RECORD EXCERPTS:
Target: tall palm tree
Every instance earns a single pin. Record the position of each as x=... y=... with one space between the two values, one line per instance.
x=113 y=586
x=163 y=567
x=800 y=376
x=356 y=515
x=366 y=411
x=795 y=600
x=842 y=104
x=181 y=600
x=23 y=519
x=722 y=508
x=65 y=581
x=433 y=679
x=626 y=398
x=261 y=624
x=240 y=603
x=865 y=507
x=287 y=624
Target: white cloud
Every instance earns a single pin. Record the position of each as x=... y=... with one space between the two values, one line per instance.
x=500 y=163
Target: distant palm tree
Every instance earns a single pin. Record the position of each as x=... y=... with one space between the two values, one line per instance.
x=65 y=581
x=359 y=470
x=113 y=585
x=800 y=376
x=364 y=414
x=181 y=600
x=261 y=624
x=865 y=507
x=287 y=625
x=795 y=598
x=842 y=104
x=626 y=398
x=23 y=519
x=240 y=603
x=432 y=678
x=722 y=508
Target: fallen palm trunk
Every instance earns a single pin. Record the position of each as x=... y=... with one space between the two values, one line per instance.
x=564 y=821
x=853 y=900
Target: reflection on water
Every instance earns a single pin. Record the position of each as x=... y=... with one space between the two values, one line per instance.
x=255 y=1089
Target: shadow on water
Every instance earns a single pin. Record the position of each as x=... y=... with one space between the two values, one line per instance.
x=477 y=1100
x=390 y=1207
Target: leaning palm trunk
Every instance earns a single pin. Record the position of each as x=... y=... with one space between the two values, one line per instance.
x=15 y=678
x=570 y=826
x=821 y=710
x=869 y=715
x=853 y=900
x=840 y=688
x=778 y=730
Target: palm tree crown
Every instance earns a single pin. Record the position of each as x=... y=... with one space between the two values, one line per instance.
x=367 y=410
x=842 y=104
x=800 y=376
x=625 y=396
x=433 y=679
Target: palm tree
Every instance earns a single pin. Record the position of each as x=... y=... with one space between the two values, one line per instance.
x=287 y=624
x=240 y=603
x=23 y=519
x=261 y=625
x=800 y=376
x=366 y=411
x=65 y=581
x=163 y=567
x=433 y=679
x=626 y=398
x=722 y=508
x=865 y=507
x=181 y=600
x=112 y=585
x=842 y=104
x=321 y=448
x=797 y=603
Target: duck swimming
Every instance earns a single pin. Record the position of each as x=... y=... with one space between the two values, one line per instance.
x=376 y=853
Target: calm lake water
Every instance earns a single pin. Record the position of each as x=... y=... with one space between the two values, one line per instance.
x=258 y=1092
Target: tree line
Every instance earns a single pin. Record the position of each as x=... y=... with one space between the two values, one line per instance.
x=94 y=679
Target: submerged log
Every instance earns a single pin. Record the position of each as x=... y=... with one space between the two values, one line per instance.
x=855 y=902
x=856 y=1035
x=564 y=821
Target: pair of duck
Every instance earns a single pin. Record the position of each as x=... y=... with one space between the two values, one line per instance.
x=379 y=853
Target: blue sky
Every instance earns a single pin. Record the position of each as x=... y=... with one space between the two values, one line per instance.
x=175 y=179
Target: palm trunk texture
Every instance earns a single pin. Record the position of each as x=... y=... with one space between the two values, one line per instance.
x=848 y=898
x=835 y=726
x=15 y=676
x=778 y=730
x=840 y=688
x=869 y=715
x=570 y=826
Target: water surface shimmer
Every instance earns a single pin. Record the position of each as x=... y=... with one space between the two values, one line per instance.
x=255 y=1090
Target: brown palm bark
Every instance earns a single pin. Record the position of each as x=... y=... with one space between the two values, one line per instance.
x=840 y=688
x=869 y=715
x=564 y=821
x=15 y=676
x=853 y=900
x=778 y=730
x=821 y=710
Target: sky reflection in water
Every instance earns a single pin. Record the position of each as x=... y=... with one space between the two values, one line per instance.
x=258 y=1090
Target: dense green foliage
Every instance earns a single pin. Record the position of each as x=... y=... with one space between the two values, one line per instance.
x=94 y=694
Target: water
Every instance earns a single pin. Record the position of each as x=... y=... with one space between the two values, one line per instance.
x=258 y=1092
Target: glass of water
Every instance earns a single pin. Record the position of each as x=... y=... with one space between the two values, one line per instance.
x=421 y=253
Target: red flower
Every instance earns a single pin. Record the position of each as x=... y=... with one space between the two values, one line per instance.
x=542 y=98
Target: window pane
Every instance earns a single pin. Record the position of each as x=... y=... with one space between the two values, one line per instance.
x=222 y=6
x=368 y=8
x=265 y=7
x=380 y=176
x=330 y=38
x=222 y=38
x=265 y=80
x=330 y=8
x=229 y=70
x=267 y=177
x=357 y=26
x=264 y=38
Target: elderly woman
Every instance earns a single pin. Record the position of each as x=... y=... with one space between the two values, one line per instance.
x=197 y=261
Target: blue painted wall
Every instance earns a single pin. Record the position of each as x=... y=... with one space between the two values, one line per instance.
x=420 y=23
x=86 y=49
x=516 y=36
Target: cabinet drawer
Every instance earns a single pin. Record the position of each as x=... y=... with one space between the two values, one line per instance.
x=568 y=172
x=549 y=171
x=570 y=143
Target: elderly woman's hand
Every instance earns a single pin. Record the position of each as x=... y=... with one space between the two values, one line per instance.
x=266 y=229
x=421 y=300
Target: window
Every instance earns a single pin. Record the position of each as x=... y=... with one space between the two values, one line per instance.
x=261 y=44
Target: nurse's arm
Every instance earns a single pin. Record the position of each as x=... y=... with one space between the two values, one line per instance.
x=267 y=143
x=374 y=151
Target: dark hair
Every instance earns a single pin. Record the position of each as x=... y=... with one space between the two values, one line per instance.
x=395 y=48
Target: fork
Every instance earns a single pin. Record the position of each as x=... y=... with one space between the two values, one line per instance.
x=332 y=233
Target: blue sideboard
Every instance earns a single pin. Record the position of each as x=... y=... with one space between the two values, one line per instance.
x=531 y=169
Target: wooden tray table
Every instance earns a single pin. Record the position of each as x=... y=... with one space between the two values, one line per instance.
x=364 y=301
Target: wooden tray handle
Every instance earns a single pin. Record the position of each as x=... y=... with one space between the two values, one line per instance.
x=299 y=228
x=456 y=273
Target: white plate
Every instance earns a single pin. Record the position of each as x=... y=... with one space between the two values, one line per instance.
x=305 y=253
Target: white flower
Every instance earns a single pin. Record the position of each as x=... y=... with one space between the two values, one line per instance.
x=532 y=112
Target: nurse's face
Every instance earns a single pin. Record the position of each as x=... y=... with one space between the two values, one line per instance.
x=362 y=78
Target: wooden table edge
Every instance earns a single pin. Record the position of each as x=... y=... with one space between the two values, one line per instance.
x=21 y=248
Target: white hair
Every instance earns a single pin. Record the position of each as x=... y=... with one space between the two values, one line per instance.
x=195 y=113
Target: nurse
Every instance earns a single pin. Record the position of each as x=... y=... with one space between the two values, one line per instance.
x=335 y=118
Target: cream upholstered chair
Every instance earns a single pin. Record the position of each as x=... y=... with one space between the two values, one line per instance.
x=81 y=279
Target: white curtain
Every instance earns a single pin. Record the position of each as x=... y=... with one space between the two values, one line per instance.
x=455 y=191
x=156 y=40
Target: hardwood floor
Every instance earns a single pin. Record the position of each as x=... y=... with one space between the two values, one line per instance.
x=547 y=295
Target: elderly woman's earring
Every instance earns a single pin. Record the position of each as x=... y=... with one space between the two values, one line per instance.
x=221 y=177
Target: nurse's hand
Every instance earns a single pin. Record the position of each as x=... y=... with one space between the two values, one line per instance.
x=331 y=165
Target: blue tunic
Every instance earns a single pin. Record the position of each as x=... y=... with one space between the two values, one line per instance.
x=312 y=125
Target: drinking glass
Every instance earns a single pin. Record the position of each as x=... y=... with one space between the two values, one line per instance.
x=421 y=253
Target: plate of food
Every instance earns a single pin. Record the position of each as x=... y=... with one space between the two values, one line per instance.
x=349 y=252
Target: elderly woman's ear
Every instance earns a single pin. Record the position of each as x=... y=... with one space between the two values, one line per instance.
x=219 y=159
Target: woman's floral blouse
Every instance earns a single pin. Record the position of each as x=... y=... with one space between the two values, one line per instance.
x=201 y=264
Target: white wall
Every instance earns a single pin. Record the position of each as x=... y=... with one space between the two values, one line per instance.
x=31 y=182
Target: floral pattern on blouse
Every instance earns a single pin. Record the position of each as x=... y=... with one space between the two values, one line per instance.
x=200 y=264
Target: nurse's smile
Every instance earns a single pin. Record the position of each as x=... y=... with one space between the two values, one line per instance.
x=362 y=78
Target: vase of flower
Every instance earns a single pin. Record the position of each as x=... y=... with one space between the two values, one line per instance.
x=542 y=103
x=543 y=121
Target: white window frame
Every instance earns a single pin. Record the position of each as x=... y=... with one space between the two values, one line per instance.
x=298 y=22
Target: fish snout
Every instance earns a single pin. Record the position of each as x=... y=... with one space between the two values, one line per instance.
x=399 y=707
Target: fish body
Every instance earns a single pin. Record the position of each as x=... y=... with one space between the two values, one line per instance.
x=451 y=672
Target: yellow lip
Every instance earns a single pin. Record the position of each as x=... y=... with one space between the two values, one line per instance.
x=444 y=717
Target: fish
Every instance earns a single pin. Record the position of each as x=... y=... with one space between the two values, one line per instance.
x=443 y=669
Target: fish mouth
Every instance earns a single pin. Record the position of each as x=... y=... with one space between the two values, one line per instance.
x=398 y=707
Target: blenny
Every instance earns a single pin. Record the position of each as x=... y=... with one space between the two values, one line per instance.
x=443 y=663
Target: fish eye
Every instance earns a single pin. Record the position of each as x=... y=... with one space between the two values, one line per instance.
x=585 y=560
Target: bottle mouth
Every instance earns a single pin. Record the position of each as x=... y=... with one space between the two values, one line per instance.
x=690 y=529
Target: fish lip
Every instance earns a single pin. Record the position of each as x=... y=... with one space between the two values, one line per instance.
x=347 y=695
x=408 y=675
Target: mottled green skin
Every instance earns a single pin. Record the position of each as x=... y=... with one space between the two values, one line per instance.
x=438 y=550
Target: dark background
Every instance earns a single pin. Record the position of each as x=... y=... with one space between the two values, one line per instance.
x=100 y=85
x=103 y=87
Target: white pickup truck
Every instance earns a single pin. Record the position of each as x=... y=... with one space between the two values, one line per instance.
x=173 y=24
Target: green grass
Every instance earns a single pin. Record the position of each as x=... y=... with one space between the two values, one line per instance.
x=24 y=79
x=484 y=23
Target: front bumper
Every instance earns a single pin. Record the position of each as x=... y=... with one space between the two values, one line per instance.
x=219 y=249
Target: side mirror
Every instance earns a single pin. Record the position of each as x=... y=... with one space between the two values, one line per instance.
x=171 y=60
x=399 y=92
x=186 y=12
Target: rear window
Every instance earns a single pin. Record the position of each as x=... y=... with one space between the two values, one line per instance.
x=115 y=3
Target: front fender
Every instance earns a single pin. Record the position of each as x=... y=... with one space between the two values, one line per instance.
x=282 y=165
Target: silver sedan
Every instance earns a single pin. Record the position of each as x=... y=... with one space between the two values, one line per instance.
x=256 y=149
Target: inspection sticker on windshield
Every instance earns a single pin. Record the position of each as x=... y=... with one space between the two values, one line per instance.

WHAT THE TASK REQUIRES: Stop at the line containing "Target: distant palm tree". Please print exactly every line before it from the start of the records, plus that line itself, and nothing else.

TASK RESPONSE:
Target: tall palm tree
Every instance earns a single pin. Record the position of each as x=... y=... with one space between the two values, one line per instance.
x=113 y=586
x=163 y=567
x=800 y=376
x=356 y=515
x=366 y=411
x=795 y=600
x=842 y=104
x=181 y=600
x=23 y=519
x=722 y=508
x=65 y=581
x=433 y=679
x=626 y=398
x=261 y=624
x=240 y=603
x=865 y=507
x=287 y=624
Target: white cloud
Every instance earns a single pin. Record the position of each as x=... y=... with one space between the two values, one line per instance.
x=500 y=163
Target: distant palm tree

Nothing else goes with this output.